Items in a dataset
•••
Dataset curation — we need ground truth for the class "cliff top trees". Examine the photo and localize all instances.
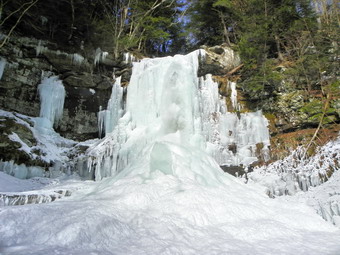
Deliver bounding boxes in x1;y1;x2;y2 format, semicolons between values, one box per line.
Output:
0;0;186;57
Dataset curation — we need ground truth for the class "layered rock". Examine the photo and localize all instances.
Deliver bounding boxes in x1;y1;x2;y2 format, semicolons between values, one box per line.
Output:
0;37;129;140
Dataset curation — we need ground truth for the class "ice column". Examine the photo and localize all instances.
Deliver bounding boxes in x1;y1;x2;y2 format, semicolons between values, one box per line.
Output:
88;50;269;180
38;76;65;127
98;77;124;135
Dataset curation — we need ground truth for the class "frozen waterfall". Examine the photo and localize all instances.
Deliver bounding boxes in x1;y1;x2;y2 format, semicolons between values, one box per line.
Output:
87;50;269;180
36;76;65;131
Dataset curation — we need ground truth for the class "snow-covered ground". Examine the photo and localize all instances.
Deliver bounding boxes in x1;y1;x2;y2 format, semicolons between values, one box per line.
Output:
0;52;340;255
0;144;340;255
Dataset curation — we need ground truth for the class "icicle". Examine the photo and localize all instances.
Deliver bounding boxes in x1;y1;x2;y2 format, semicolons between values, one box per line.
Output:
38;76;65;126
0;58;7;80
88;49;269;180
229;82;240;111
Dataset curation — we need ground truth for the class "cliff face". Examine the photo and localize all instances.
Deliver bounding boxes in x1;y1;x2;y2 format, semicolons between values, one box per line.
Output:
0;37;339;179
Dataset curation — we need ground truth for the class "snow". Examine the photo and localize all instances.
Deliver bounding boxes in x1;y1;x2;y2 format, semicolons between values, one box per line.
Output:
0;51;340;255
0;166;340;254
87;50;270;180
248;138;340;196
248;137;340;227
98;77;124;135
0;58;7;80
0;110;78;178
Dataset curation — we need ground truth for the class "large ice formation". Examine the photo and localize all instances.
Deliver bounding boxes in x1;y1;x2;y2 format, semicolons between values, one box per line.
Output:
87;50;269;179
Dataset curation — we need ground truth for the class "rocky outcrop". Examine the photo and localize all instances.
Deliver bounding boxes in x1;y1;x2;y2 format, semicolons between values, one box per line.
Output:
0;37;131;140
0;190;72;206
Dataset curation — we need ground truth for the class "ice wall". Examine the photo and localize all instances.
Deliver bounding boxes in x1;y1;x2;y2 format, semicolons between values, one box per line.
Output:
98;77;124;136
87;50;269;179
38;76;65;128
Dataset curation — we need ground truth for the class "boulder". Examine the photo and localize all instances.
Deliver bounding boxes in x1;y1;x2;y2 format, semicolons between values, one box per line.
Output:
198;45;241;76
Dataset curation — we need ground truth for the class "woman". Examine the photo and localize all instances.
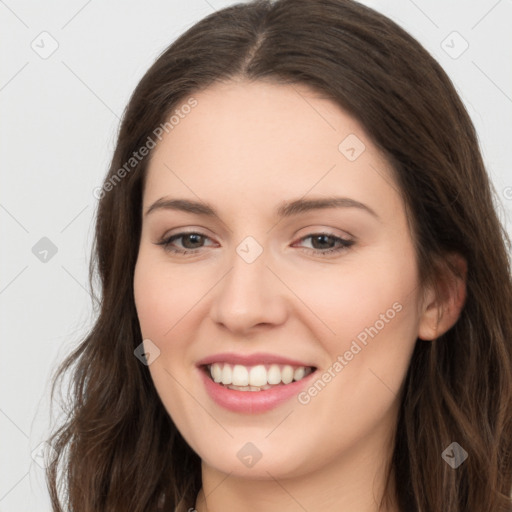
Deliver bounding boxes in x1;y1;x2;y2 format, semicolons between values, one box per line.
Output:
48;0;512;512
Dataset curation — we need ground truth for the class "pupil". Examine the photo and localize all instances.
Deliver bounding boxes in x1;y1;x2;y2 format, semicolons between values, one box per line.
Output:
316;235;330;249
185;234;202;249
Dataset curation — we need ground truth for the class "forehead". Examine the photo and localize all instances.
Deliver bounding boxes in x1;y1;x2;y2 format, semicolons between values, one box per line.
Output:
145;82;399;222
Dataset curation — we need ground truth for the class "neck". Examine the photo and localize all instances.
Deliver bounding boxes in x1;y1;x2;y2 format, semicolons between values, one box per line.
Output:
196;416;399;512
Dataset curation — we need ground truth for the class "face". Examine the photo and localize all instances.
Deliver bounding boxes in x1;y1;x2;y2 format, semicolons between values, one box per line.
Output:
134;82;428;478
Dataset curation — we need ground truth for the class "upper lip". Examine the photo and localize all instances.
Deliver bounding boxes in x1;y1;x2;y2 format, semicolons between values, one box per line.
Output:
197;352;314;368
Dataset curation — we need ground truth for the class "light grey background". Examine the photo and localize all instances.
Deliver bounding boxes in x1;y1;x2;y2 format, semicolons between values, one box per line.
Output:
0;0;512;512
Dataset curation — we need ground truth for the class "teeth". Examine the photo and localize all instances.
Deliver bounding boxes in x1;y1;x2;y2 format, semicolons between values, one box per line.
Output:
•••
WHAT THE TASK ASKS:
Identify every line of the records that contains the string "face" (case-sensitive) and copy each of those lines in full.

TASK OUTPUT:
Dataset curation — we need ground truth for the class "cliff face". Examine the photo and localize all instances.
Dataset curation — we need ground truth for the class "face". Examine the photo and localize all instances.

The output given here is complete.